──────── DATA FOR THIS EXERCISE ────────
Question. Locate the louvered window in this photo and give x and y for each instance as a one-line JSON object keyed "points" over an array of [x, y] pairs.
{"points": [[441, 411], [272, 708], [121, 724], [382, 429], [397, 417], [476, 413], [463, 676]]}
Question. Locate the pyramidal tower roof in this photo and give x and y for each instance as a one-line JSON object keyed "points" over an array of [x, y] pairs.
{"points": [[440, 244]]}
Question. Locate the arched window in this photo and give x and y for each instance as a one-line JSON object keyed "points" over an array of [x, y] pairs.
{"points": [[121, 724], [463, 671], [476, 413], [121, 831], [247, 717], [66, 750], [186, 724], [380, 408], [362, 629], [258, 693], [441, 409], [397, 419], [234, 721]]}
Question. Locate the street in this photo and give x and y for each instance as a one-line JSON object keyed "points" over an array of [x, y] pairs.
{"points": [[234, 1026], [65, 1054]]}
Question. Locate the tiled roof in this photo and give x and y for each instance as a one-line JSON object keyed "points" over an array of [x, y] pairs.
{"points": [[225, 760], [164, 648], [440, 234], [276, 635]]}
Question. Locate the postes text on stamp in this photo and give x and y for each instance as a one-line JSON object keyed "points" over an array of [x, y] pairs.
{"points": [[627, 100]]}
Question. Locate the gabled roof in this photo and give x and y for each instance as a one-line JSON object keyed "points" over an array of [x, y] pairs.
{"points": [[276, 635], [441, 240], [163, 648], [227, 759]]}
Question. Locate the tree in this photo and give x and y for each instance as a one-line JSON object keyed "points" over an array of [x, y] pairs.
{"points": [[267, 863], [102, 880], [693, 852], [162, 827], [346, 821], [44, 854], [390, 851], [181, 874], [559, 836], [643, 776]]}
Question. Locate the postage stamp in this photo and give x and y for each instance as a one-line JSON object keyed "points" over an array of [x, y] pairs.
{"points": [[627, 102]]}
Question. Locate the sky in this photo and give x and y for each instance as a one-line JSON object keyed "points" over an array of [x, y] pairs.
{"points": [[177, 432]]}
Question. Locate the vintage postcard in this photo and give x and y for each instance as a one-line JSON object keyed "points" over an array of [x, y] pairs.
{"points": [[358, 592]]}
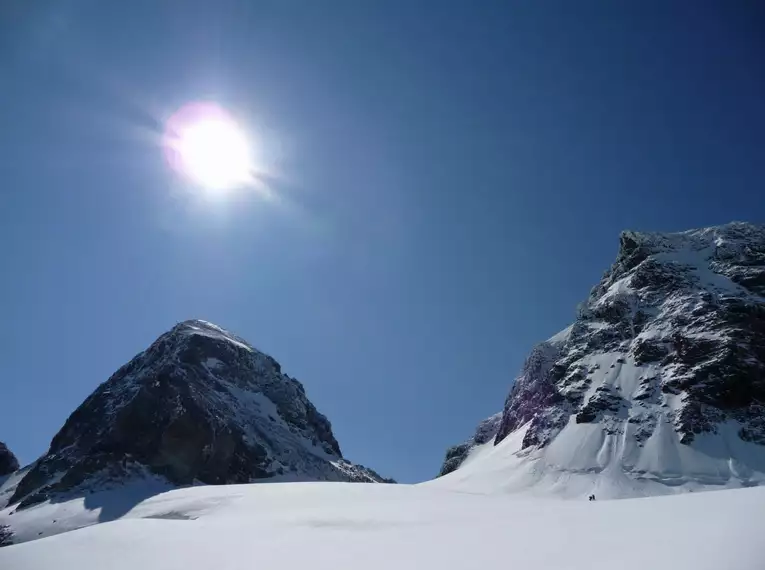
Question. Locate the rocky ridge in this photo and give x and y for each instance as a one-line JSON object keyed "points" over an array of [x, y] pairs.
{"points": [[673, 335], [200, 405]]}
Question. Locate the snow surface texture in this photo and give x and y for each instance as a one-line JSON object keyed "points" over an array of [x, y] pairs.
{"points": [[379, 527], [200, 405], [657, 387]]}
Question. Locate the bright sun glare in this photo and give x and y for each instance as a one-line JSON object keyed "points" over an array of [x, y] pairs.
{"points": [[206, 145]]}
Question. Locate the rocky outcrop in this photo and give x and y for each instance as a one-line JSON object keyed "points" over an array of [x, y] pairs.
{"points": [[8, 461], [200, 405], [672, 335], [457, 454]]}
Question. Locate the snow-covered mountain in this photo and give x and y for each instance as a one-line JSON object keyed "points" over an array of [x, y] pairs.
{"points": [[658, 386], [331, 526], [200, 405], [8, 461]]}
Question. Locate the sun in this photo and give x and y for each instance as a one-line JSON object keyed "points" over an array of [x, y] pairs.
{"points": [[205, 144]]}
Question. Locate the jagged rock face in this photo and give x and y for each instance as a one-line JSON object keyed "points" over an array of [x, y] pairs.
{"points": [[457, 454], [672, 336], [200, 405], [8, 461], [688, 311]]}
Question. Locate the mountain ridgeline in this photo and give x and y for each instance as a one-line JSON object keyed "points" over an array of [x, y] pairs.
{"points": [[660, 379], [200, 405]]}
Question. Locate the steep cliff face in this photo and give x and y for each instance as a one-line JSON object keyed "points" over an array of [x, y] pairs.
{"points": [[662, 375], [200, 405], [8, 461]]}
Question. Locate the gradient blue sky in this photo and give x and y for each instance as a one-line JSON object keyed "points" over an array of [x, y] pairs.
{"points": [[451, 179]]}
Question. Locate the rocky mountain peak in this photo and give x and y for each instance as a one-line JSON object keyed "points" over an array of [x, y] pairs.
{"points": [[671, 338], [200, 405], [8, 461]]}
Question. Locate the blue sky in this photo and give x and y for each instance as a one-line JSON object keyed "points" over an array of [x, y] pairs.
{"points": [[451, 179]]}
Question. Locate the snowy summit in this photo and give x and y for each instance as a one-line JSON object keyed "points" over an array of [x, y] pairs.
{"points": [[657, 387]]}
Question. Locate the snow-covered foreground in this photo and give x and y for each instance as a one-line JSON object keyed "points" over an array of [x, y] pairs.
{"points": [[584, 459], [379, 527]]}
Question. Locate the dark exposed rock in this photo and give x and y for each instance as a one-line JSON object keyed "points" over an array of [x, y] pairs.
{"points": [[603, 401], [6, 535], [8, 461], [688, 309], [456, 454], [199, 405]]}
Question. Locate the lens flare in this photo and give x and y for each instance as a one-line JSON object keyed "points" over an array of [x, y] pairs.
{"points": [[205, 144]]}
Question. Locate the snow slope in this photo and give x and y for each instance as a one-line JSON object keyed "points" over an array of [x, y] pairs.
{"points": [[379, 527], [657, 387], [200, 405]]}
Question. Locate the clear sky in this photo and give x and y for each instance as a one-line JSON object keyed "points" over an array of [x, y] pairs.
{"points": [[449, 180]]}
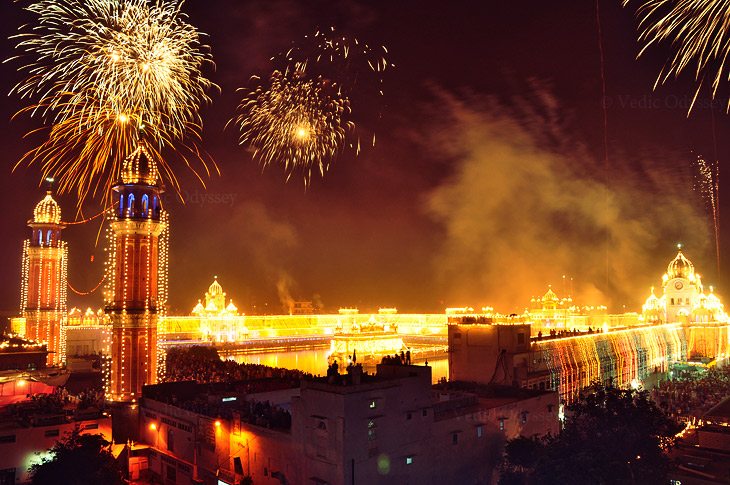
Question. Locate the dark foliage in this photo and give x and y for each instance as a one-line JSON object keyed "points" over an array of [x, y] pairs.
{"points": [[611, 436], [79, 459]]}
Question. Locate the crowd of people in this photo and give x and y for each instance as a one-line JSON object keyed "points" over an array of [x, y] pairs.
{"points": [[689, 398], [204, 365], [567, 333]]}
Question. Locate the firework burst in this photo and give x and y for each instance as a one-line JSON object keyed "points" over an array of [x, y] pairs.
{"points": [[108, 75], [707, 183], [299, 122], [697, 31], [301, 115]]}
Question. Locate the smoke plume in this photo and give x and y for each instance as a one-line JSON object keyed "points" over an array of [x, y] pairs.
{"points": [[526, 204]]}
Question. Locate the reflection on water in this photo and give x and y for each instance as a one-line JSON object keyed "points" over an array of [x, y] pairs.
{"points": [[315, 361]]}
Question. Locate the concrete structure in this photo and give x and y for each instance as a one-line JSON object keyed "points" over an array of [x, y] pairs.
{"points": [[392, 427], [136, 277], [44, 279]]}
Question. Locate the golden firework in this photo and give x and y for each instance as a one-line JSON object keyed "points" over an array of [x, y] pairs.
{"points": [[697, 31], [107, 75]]}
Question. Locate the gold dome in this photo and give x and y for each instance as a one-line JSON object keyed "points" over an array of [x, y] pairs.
{"points": [[47, 211], [680, 267], [215, 288], [139, 168]]}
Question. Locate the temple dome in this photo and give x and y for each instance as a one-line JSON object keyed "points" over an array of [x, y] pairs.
{"points": [[47, 211], [680, 267], [215, 288], [550, 295], [139, 168]]}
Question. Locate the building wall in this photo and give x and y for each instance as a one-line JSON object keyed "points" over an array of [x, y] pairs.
{"points": [[485, 353], [491, 354]]}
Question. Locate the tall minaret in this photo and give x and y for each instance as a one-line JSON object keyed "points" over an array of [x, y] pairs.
{"points": [[136, 277], [44, 278]]}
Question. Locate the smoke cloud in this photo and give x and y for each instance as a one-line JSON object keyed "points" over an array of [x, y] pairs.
{"points": [[526, 204]]}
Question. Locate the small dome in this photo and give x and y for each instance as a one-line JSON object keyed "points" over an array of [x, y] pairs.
{"points": [[47, 211], [680, 267], [139, 168], [550, 295], [215, 288]]}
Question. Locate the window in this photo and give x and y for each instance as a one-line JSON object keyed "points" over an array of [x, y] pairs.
{"points": [[171, 473], [372, 430]]}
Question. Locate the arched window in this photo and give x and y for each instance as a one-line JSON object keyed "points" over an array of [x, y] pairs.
{"points": [[145, 204]]}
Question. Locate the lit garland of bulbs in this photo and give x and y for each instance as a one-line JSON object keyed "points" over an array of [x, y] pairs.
{"points": [[44, 277], [135, 301]]}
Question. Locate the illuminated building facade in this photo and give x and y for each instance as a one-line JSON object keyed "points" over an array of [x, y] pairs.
{"points": [[44, 279], [685, 323], [87, 332], [684, 298], [136, 277], [507, 355], [219, 322]]}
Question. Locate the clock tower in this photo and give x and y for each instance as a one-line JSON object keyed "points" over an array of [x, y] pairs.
{"points": [[682, 288]]}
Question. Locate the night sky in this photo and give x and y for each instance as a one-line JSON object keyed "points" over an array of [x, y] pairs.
{"points": [[486, 184]]}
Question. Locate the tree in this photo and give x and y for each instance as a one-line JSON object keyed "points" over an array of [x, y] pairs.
{"points": [[611, 436], [78, 459]]}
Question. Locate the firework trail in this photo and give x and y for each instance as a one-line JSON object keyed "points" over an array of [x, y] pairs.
{"points": [[707, 183], [297, 121], [108, 75], [301, 115], [698, 33]]}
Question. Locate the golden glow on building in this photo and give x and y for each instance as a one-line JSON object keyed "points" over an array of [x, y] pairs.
{"points": [[136, 276], [44, 280]]}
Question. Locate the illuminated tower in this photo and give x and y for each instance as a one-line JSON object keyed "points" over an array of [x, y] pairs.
{"points": [[136, 276], [43, 293]]}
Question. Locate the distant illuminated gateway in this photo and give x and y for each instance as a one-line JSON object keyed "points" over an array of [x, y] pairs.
{"points": [[683, 298]]}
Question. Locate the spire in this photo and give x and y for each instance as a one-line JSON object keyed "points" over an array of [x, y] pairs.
{"points": [[47, 211], [140, 168]]}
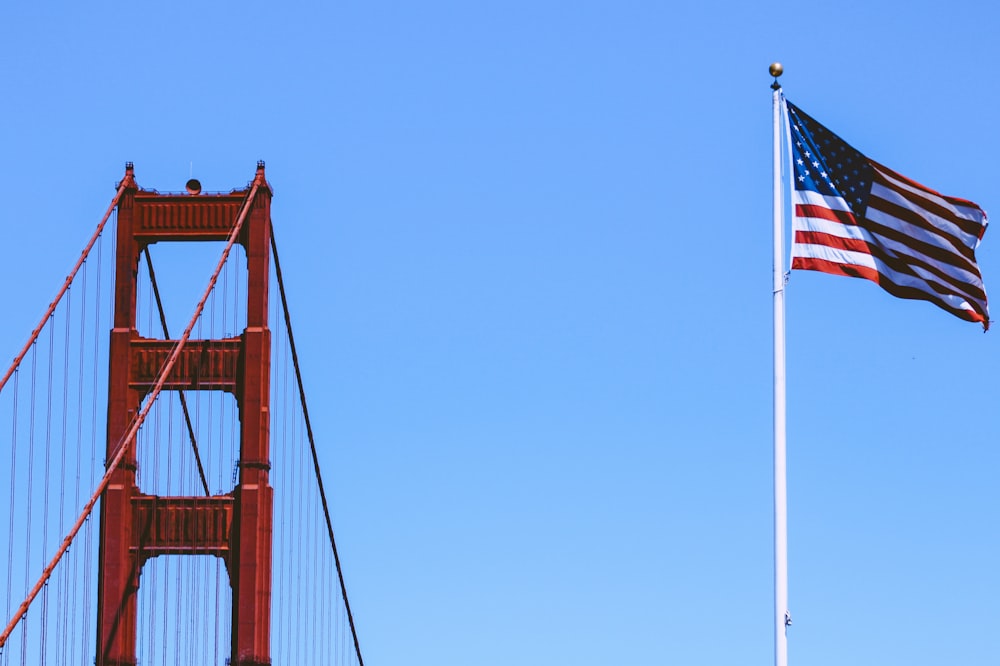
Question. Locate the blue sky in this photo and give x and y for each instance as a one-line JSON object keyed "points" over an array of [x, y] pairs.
{"points": [[528, 248]]}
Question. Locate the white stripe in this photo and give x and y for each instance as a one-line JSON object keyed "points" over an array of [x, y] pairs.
{"points": [[810, 198], [971, 212], [890, 247], [920, 282], [954, 258], [946, 227]]}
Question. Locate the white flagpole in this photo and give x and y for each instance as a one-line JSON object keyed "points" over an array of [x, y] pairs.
{"points": [[781, 616]]}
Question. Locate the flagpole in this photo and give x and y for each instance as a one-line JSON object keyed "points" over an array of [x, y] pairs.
{"points": [[781, 616]]}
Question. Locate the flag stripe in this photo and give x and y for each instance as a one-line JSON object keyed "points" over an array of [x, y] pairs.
────────
-- REQUIRED ACTION --
Word for word, restate the lines from the line with "Question. Locate the golden glow" through the last line of the entries, and nothing beyond them. Omit pictures.

-- RESULT OF THE EXERCISE --
Question. Locate the golden glow on building in this photo and give x and y for each instance as a one-line JSON object keyed "points" over an array of [x, y] pairs.
{"points": [[136, 276], [44, 280]]}
Question. Locate the illuminated tower in this photo and give x and y for each instance as a one-line JSON object keyed "points" over an array of [x, y] pairs.
{"points": [[136, 276], [43, 293]]}
Question. Locate the distant illuminated gateway in this photo and give x and y for each instance as a one-line JSON object keyed "points" over an array of [x, y] pairs.
{"points": [[683, 298]]}
Question. Locate the spire in this photo and give x and y for each instance as a one-line JSON object keyed "points" over an array of [x, y] pairs.
{"points": [[47, 211], [140, 168]]}
Question. Locate the blue sky in this photo and give x and y for each instance as a one-line JSON object keyed "points" over an array of [x, y] pairs.
{"points": [[528, 248]]}
Question. Locate the white stripe in this photo and give x and y for each instance as a one-line JSON object keyed "points" over an array of [x, y] pairs.
{"points": [[810, 198], [971, 212], [890, 247], [920, 282], [954, 258], [946, 227]]}
Question. Locate the white flagpole in this photo and give x and y for each instance as a one-line JSON object keyed "points" over an array of [x, y] pairs.
{"points": [[781, 616]]}
Question. Locate the flagpole in this photo and give x and y for each instance as a one-line JSON object keyed "points" over an array of [x, y] pairs.
{"points": [[781, 616]]}
Question. Locate the flag stripe in this photo and give x and y for each instance as a one-line JSON object keyed "points" over an array of [x, y] pairs.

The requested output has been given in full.